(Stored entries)
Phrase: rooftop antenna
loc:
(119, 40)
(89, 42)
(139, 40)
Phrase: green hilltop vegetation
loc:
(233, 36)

WHAT THE EXERCISE ASKS →
Find the lines in the entries above where "Phrase" occurs, and copy each of them.

TASK RESULT →
Phrase: rooftop antenna
Phrase: green hilltop vegetation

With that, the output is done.